What to work on - Please write out every one of the rows below word for word, in the order they appear.

------------------------------

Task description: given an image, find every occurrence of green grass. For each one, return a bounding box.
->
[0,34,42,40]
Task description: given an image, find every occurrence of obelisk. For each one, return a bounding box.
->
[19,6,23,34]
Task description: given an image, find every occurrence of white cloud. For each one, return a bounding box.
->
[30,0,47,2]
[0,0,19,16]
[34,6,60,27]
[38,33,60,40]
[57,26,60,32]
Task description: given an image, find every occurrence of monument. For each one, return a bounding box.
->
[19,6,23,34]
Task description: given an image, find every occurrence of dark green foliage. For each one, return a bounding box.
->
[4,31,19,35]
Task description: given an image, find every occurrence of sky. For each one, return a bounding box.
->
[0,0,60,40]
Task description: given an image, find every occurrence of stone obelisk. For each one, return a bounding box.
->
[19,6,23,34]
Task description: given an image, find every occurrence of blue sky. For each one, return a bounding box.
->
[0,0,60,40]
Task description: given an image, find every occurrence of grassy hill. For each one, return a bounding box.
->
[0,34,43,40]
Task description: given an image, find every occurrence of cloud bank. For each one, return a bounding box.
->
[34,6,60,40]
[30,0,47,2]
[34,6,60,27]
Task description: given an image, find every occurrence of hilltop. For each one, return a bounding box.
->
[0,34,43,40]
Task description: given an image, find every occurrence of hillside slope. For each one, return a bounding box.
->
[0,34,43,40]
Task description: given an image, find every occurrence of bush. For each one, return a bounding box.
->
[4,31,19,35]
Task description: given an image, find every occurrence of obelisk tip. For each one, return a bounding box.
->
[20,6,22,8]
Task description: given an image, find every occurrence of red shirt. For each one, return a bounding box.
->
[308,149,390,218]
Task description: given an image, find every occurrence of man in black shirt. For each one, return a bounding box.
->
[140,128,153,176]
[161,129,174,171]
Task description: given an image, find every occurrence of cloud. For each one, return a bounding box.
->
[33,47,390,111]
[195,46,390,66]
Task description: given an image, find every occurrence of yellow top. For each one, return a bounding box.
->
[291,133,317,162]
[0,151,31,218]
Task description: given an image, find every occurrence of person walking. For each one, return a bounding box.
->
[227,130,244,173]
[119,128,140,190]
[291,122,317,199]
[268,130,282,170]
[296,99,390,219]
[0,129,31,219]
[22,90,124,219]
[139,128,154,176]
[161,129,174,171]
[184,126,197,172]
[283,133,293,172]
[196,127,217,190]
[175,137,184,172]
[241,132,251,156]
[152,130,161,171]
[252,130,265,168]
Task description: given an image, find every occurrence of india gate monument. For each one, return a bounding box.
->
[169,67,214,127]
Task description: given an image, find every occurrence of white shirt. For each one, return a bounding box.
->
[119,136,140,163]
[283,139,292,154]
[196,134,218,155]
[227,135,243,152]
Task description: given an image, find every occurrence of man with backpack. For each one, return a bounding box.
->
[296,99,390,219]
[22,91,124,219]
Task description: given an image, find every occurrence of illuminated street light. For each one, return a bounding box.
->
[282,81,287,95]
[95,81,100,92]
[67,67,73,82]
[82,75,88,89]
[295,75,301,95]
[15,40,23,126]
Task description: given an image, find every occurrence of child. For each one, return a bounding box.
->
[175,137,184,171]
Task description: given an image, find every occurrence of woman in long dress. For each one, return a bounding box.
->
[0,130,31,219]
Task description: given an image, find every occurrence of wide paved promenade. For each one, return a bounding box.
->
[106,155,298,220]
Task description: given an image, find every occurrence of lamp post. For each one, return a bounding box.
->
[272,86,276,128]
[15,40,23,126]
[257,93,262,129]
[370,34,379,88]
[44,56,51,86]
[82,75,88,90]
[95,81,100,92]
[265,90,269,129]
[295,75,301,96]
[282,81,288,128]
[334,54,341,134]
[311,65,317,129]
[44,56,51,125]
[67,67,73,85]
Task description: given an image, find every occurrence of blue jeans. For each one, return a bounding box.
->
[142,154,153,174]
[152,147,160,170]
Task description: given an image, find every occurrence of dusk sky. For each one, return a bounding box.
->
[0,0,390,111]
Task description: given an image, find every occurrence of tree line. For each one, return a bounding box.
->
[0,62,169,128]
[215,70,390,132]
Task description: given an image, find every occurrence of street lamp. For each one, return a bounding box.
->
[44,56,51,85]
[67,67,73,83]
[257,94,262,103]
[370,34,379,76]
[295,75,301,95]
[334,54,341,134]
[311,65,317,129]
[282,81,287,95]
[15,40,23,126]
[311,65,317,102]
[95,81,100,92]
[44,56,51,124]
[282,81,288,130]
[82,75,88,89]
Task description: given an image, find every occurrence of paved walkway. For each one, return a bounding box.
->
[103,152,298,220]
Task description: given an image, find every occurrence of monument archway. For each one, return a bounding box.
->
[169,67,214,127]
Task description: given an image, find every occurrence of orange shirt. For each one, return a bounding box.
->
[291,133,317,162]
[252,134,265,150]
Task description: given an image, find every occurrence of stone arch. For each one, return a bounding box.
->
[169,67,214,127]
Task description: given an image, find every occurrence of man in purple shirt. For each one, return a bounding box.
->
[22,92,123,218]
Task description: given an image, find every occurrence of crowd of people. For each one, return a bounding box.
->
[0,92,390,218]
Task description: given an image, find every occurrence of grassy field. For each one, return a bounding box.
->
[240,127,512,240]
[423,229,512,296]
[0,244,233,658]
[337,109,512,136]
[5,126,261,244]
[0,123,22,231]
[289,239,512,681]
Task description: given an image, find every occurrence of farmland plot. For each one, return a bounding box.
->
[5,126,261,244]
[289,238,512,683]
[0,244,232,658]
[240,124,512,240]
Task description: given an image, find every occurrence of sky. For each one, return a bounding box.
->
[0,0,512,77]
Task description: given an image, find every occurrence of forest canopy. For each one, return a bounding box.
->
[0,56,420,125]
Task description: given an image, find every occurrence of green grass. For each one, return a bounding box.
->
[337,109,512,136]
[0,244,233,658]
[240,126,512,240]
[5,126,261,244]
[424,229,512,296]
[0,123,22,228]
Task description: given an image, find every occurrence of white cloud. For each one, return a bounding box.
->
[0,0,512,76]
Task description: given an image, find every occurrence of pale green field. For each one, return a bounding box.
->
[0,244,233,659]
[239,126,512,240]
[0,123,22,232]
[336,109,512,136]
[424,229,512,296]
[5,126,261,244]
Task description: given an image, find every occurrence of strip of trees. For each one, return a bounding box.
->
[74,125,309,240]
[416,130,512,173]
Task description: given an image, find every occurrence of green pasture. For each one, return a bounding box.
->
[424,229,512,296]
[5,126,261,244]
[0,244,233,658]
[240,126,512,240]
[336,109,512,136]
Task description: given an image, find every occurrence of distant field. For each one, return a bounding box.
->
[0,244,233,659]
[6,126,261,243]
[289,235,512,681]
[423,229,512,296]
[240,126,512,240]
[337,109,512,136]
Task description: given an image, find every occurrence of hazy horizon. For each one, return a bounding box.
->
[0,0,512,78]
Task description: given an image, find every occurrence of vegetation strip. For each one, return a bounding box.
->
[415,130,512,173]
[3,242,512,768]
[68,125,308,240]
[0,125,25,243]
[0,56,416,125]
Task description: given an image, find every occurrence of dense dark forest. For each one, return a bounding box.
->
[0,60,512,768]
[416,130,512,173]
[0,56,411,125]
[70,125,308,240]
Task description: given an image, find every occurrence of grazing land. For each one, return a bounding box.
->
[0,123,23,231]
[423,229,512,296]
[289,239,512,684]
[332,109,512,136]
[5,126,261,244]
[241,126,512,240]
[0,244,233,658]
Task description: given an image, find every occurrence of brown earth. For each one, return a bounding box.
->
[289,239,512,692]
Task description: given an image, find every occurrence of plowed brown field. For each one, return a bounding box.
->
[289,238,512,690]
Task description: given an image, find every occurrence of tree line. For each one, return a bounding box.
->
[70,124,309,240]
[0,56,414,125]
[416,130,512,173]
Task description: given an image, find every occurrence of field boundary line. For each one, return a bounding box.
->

------------------------------

The output -
Task description: given an image, find every occurrence of green grass. For each one, return a bounding box.
->
[0,34,42,40]
Task description: given an image, find every occurrence of obelisk. For each one, return a bounding box.
->
[19,6,23,34]
Task description: given an image, find every occurrence of white cloud. For each one, return a bounding box.
->
[30,0,47,2]
[0,0,19,16]
[34,6,60,27]
[38,33,60,40]
[57,26,60,32]
Task description: given an image, find every occurrence of monument. For each one, return a bounding box.
->
[19,6,23,34]
Task description: given an image, find every occurrence of dark green foliage. For each one, return a bounding box.
->
[4,31,19,35]
Task description: given an image, find every occurrence of sky. For each one, return a bounding box.
->
[0,0,60,40]
Task description: given an image, find every occurrence of stone obelisk. For each one, return a bounding box.
->
[19,6,23,34]
Task description: given an image, find every occurrence of blue sky. For each one, return a bounding box.
->
[0,0,60,40]
Task description: given an image, find every occurrence of grassy hill. For each one, return a bounding box.
->
[0,34,43,40]
Task description: given an image, find every occurrence of cloud bank. For each one, return a bounding box.
->
[34,6,60,40]
[30,0,47,2]
[34,6,60,27]
Task description: given an image, find every occurrence of hilltop. For each one, return a bounding box.
->
[0,34,43,40]
Task description: given an image, find every occurrence of hillside slope. For each one, return a bounding box.
->
[0,34,43,40]
Task description: given an image, find every occurrence of bush. For each one, return a bounding box.
->
[4,31,19,35]
Task description: given an image, find every occurrence of obelisk tip. For each one, return a bounding box.
->
[20,6,22,8]
Task description: given an image, find every occurrence of red shirt. For each one, return a bounding box.
->
[308,149,390,218]
Task description: given an image, find every occurrence of man in black shirt. For each one, return a bounding box.
->
[140,128,153,176]
[161,129,174,171]
Task description: given an image, find every occurrence of cloud. For each one, return a bounding box.
->
[33,47,390,111]
[195,46,390,66]
Task description: given an image, find every occurrence of yellow top. For each one, return a bounding box.
->
[291,133,317,162]
[0,151,31,218]
Task description: given an image, find every occurrence of person walking. For each one, return a bounding box.
->
[227,130,244,173]
[119,128,140,190]
[291,122,317,199]
[268,130,282,170]
[296,99,390,219]
[0,129,31,219]
[22,90,124,219]
[139,128,154,176]
[161,129,174,171]
[184,126,197,172]
[283,133,293,172]
[196,127,217,190]
[175,137,184,172]
[241,132,251,156]
[152,130,161,171]
[252,130,265,168]
Task description: given an image, find every occurrence of india gate monument. For each one, return a bounding box.
->
[169,67,214,127]
Task description: given an image, find every occurrence of white shirt. For each one, return a bounding box.
->
[119,136,140,163]
[283,139,292,154]
[196,134,218,155]
[227,135,243,152]
Task description: given an image, find every occurrence of man with backpack. For each one, return a bounding box.
->
[296,99,390,219]
[22,91,124,219]
Task description: given an image, find every occurrence of illuminated street light. For each one, return a bounding box.
->
[282,81,287,95]
[95,81,100,92]
[67,67,73,82]
[82,75,88,89]
[295,75,301,95]
[15,40,23,126]
Task description: given an image, find every occurrence of child. For each one, return a bounding box.
->
[175,137,184,171]
Task description: given an image, find every occurrence of woman in long dress. For each one, return a bounding box.
->
[0,130,31,219]
Task description: given an image, find every occurrence of wide paved promenade. For each one, return a bounding box.
->
[106,155,298,220]
Task description: given an image, find every occurrence of lamp post. For each one, return a bounding box.
->
[272,86,276,128]
[15,40,23,126]
[257,93,262,129]
[370,34,379,88]
[44,56,51,86]
[82,75,88,90]
[95,81,100,92]
[265,90,269,129]
[295,75,301,96]
[282,81,288,128]
[334,54,341,134]
[311,65,317,129]
[44,56,51,125]
[67,67,73,85]
Task description: given an image, find every occurrence of blue jeans. For each one, return a bounding box.
->
[142,154,153,174]
[152,147,160,170]
Task description: given an image, find every occurrence of dusk sky. For each one, return a bounding box.
->
[0,0,390,111]
Task description: given an image, find every occurrence of tree line. For each one, return a bounding box.
->
[0,62,169,128]
[215,70,390,132]
Task description: given an image, find every occurrence of street lamp. For each one, return a bounding box.
->
[44,56,51,85]
[67,67,73,83]
[257,94,262,103]
[370,34,379,76]
[295,75,301,95]
[334,54,341,134]
[311,65,317,129]
[282,81,287,95]
[15,40,23,126]
[311,65,317,102]
[95,81,100,92]
[44,56,51,124]
[282,81,288,130]
[82,75,88,89]
Task description: given an image, find every occurrence of paved walkway. For each one, return a bounding box.
->
[103,152,298,220]
Task description: given an image, find every occurrence of monument archway. For each one, return a bounding box.
->
[169,67,214,127]
Task description: given an image, find every occurrence of orange shirt. For each one, return a bounding box.
->
[291,133,317,162]
[252,134,265,150]
Task description: given an image, find every occurrence of stone arch. For each one, return a bounding box.
->
[169,67,214,127]
Task description: given an image, find every occurrence of man in purple shirt. For each one, return a bounding box.
->
[22,92,123,218]
Task description: given an image, find every occurrence of crowd of people. For each one, return a bounding box.
->
[0,92,390,218]
Task description: given an image, find every occurrence of grassy field. For each one, return a bounding box.
->
[240,127,512,240]
[423,229,512,296]
[0,244,233,658]
[337,109,512,136]
[5,126,261,244]
[0,123,22,231]
[289,239,512,681]
Task description: given an image, find every occurrence of farmland plot. For each one, return a bounding box.
->
[5,126,261,244]
[289,238,512,683]
[0,244,232,658]
[240,124,512,240]
Task description: given an image, find every occurrence of sky. For each one, return a bounding box.
->
[0,0,512,77]
Task description: given an image, find every occurrence of forest canopy. For each one, return a bounding box.
->
[0,56,420,125]
Task description: given an image, find every occurrence of green grass. For each one, return a bounding box.
->
[337,109,512,136]
[0,244,233,658]
[240,126,512,240]
[5,126,261,244]
[424,229,512,296]
[0,123,22,228]
Task description: given an image, find every occurrence of white cloud. For each one, return a bounding box.
->
[0,0,512,76]
Task description: given an image, find every occurrence of pale green field. For each one, return a bounding box.
->
[0,244,233,659]
[239,126,512,240]
[0,123,22,232]
[336,109,512,136]
[424,229,512,296]
[5,126,261,244]
Task description: given an image, find every occurrence of strip of trees. For each one, return a bounding box.
->
[74,125,309,240]
[416,130,512,173]
Task description: given an image, find every occurrence of green pasture. For each one, return a bounding box.
->
[424,229,512,296]
[5,126,261,244]
[0,244,233,658]
[240,126,512,240]
[336,109,512,136]
Task description: given an image, find every occurrence of distant field. For each one, return a bounding box.
->
[0,244,233,659]
[6,126,261,243]
[289,235,512,681]
[423,229,512,296]
[240,126,512,240]
[337,109,512,136]
Task description: given an image, find every occurrence of hazy horizon. For each one, return a bounding box.
->
[0,0,512,78]
Task description: given an image, find every occurrence of vegetation strip. For each one, return a bounding box.
->
[415,130,512,173]
[3,242,512,768]
[68,125,308,240]
[0,125,25,243]
[0,56,416,125]
Task description: given an image, find every occurrence of dense dark forest. For each one, return a bounding box.
->
[0,60,512,768]
[416,130,512,173]
[0,56,411,125]
[70,125,308,240]
Task description: given an image, find every occurrence of grazing land. For each one, return a bounding box.
->
[0,123,23,231]
[423,229,512,296]
[289,239,512,684]
[332,109,512,136]
[5,126,261,244]
[241,126,512,240]
[0,244,233,658]
Task description: given an image, find every occurrence of brown earth. For each one, return a bounding box.
->
[289,239,512,692]
Task description: given an image, find every occurrence of plowed brown field. For each one, return a bounding box.
->
[289,238,512,690]
Task description: given an image, find every occurrence of tree line. For each one, return a bounding box.
->
[70,124,309,240]
[0,56,414,125]
[416,130,512,173]
Task description: given an image, find every occurrence of field boundary line. For each one, return a bounding box.
->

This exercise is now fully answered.